- [What you need to do] Every record below needs to be retyped exactly as it appears.

__________________________________________________

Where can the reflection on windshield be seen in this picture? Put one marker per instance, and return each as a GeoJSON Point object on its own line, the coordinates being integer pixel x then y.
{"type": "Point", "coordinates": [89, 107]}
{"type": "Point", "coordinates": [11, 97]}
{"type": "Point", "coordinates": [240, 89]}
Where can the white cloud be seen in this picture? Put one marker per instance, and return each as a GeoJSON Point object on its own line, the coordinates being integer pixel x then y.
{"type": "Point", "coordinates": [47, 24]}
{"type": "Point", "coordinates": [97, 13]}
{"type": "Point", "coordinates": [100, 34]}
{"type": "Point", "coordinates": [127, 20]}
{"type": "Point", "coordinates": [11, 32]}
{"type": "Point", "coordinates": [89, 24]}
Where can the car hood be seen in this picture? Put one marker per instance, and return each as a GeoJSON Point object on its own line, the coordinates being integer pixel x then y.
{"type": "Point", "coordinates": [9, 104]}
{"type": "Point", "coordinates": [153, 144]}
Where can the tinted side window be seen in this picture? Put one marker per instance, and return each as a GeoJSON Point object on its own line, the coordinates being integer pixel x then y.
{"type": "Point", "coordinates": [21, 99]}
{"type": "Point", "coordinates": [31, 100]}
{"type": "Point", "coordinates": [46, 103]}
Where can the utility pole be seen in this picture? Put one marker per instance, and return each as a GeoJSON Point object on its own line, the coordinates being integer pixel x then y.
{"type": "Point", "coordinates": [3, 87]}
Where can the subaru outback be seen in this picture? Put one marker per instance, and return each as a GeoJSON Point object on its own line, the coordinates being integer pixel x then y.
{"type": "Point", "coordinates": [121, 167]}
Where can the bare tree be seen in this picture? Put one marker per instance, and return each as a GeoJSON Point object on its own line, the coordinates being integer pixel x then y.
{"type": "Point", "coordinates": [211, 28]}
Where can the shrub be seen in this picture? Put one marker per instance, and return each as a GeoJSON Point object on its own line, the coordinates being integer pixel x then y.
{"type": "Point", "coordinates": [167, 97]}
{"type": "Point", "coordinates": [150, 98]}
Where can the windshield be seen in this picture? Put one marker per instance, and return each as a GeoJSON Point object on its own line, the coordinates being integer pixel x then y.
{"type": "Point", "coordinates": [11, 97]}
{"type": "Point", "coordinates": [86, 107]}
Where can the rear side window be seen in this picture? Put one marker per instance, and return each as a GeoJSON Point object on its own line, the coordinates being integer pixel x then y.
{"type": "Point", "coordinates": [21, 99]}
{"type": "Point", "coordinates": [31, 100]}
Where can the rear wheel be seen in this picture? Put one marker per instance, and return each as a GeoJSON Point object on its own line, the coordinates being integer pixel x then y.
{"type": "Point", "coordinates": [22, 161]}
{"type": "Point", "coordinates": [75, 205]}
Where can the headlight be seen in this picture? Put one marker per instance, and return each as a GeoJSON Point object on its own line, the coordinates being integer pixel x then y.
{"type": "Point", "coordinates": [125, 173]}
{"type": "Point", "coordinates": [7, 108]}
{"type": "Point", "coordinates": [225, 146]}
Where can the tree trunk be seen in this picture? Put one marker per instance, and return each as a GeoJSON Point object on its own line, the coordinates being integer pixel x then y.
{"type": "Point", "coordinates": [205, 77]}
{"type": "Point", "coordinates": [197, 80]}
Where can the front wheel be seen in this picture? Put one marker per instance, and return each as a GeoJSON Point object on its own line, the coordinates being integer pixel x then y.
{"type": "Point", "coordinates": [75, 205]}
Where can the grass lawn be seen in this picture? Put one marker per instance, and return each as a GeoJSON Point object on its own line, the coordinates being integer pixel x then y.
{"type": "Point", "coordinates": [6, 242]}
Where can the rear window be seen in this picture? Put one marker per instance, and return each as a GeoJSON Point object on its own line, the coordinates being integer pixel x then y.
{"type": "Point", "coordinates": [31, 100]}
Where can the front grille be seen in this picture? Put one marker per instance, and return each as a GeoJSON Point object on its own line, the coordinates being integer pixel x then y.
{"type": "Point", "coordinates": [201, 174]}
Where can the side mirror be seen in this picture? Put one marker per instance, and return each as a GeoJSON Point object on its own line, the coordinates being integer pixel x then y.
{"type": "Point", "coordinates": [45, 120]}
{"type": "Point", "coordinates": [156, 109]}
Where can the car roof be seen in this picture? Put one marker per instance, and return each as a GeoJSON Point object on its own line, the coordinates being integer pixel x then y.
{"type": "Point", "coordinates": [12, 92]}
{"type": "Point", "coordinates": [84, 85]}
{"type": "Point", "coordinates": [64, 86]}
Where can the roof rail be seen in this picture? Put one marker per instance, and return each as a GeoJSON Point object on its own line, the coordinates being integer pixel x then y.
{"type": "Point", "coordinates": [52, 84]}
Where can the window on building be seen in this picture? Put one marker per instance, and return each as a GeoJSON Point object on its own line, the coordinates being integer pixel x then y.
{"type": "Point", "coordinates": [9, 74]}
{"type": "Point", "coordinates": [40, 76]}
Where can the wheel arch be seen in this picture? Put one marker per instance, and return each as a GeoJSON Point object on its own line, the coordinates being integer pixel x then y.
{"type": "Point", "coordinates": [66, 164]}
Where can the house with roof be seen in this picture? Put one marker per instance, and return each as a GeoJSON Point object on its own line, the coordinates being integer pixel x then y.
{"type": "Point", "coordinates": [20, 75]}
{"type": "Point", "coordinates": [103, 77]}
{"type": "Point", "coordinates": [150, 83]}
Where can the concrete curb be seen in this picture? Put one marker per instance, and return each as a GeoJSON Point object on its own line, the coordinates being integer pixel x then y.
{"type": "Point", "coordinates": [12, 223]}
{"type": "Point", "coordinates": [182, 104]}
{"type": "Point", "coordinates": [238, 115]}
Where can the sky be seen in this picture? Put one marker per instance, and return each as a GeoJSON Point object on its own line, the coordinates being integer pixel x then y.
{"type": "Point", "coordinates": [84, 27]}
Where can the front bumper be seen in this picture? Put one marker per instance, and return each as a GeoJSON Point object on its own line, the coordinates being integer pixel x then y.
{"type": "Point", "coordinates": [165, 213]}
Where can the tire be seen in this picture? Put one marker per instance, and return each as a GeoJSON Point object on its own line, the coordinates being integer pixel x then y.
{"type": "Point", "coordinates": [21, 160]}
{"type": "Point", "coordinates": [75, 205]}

__________________________________________________

- [Answer section]
Where can the reflection on windshield be seen in this picture? Put one marker per instance, and return each as a GeoJSON Point object on its own line, the coordinates being integer pixel x then y.
{"type": "Point", "coordinates": [89, 107]}
{"type": "Point", "coordinates": [11, 97]}
{"type": "Point", "coordinates": [240, 89]}
Where can the white cloud be seen in this picture? Put one marker per instance, and return each as a GeoJSON Point object on its own line, the coordinates being integer pixel x then y.
{"type": "Point", "coordinates": [47, 24]}
{"type": "Point", "coordinates": [97, 13]}
{"type": "Point", "coordinates": [100, 34]}
{"type": "Point", "coordinates": [127, 20]}
{"type": "Point", "coordinates": [11, 32]}
{"type": "Point", "coordinates": [89, 24]}
Where can the car hood be seen in this picture? Put one marker per instance, and return each as a GeoJSON Point object on its own line, the coordinates being integer pixel x then y.
{"type": "Point", "coordinates": [9, 104]}
{"type": "Point", "coordinates": [153, 144]}
Where can the tinted side window be seen in this picture? Put one marker per instance, and return each as a GeoJSON Point object on its own line, the coordinates being integer pixel x then y.
{"type": "Point", "coordinates": [21, 99]}
{"type": "Point", "coordinates": [31, 100]}
{"type": "Point", "coordinates": [46, 103]}
Where can the utility pole be seen in this picture? Put one marker per instance, and return each as a GeoJSON Point object on its own line, the coordinates being integer pixel x then y.
{"type": "Point", "coordinates": [3, 87]}
Where can the subaru outback be seen in this picture? Put one marker per instance, and return each as a GeoJSON Point object on its own line, the coordinates being integer pixel x then y.
{"type": "Point", "coordinates": [121, 167]}
Where can the bare tree be seen in this picture? Put one marker per instance, and return each as a GeoJSON Point object on its own line, the coordinates being integer pixel x then y.
{"type": "Point", "coordinates": [211, 28]}
Where can the shrub be seen in this picture? Put one marker per instance, and return each as a GeoJSON Point object on its own line, the coordinates being integer pixel x then y.
{"type": "Point", "coordinates": [167, 97]}
{"type": "Point", "coordinates": [150, 98]}
Where can the windshield be seen in this picture? Put one marker per instance, and return each as a GeoJSON Point object on its own line, the coordinates being integer pixel x then y.
{"type": "Point", "coordinates": [11, 97]}
{"type": "Point", "coordinates": [86, 107]}
Where can the rear side window be seen in this picture? Put one marker per instance, and return each as a GeoJSON Point object on its own line, the coordinates being integer pixel x then y.
{"type": "Point", "coordinates": [21, 99]}
{"type": "Point", "coordinates": [31, 100]}
Where can the rear wheel be seen in this picture? Put one marker per instance, and return each as a GeoJSON Point object on its own line, the coordinates being integer pixel x then y.
{"type": "Point", "coordinates": [22, 161]}
{"type": "Point", "coordinates": [75, 205]}
Where can the headlight be seen in this picture? Put one marker per instance, and return each as a GeoJSON Point object on its own line, the coordinates being integer pixel x then y.
{"type": "Point", "coordinates": [125, 173]}
{"type": "Point", "coordinates": [7, 108]}
{"type": "Point", "coordinates": [225, 146]}
Where can the tree trunk be seen in this picture? Put one marker per instance, and return each as a GeoJSON Point object on its own line, the coordinates being integer pixel x then y.
{"type": "Point", "coordinates": [205, 77]}
{"type": "Point", "coordinates": [197, 80]}
Where can the front wheel be seen in this picture? Put one marker per instance, and return each as a GeoJSON Point object on its own line, the coordinates being integer pixel x then y.
{"type": "Point", "coordinates": [75, 205]}
Where can the grass lawn be seen in this picture? Put one marker per instance, and return each as a GeoJSON Point object on its own line, the coordinates being integer pixel x then y.
{"type": "Point", "coordinates": [6, 242]}
Where can the rear window be seen in this picture? Put one marker per instance, and return each as a GeoJSON Point object on its own line, the coordinates being integer pixel x then y.
{"type": "Point", "coordinates": [31, 100]}
Where can the front grille be seen in this picture? Put one marker per instance, and return each as a GeoJSON Point object on its own line, the coordinates being integer pixel x then y.
{"type": "Point", "coordinates": [201, 174]}
Where can the side mirror be seen in this picture? Put one marker per instance, and return each as a GeoJSON Point object on its own line, the coordinates being integer pixel x then y.
{"type": "Point", "coordinates": [45, 120]}
{"type": "Point", "coordinates": [156, 109]}
Where can the car roof be seen in this picture? Put one marker per instance, and return each as a GeoJSON Point object on its own line, the coordinates being integer pixel x then y.
{"type": "Point", "coordinates": [12, 92]}
{"type": "Point", "coordinates": [84, 85]}
{"type": "Point", "coordinates": [64, 86]}
Where can the roof rail be seen in this picture? Put one marker per instance, and return each as a GeoJSON Point object on its own line, the coordinates being integer pixel x then y.
{"type": "Point", "coordinates": [52, 84]}
Where can the window on building be seen in this picture? Put one marker per instance, and return each as a GeoJSON Point object on its own line, the coordinates being integer pixel x then y.
{"type": "Point", "coordinates": [9, 74]}
{"type": "Point", "coordinates": [40, 76]}
Where can the wheel arch be seen in this picture? Put one marker per instance, and return each as a GeoJSON Point object on its own line, the coordinates being integer pixel x then y.
{"type": "Point", "coordinates": [66, 164]}
Where can the house with roof be seen in this picture? Put one marker per instance, and return each as a GeoJSON Point object on its own line, the coordinates being integer pixel x then y.
{"type": "Point", "coordinates": [20, 75]}
{"type": "Point", "coordinates": [103, 77]}
{"type": "Point", "coordinates": [150, 83]}
Where can the concrete curb be seen in this picture? Put one marker per instance, and return each as a GeoJSON Point object on its own line, the coordinates being integer pixel x then y.
{"type": "Point", "coordinates": [12, 223]}
{"type": "Point", "coordinates": [182, 104]}
{"type": "Point", "coordinates": [238, 115]}
Where can the sky be seen in this picture? Put one marker per instance, and return each as a GeoJSON Point object on its own line, the coordinates being integer pixel x then y.
{"type": "Point", "coordinates": [84, 27]}
Where can the front bumper be seen in this picture? Put one marker per instance, and return each as a GeoJSON Point object on its own line, the coordinates being integer pixel x then y.
{"type": "Point", "coordinates": [165, 213]}
Where can the tire be seen in this picture? Put one marker per instance, and return each as a GeoJSON Point object on its own line, the coordinates being integer pixel x then y.
{"type": "Point", "coordinates": [21, 160]}
{"type": "Point", "coordinates": [75, 205]}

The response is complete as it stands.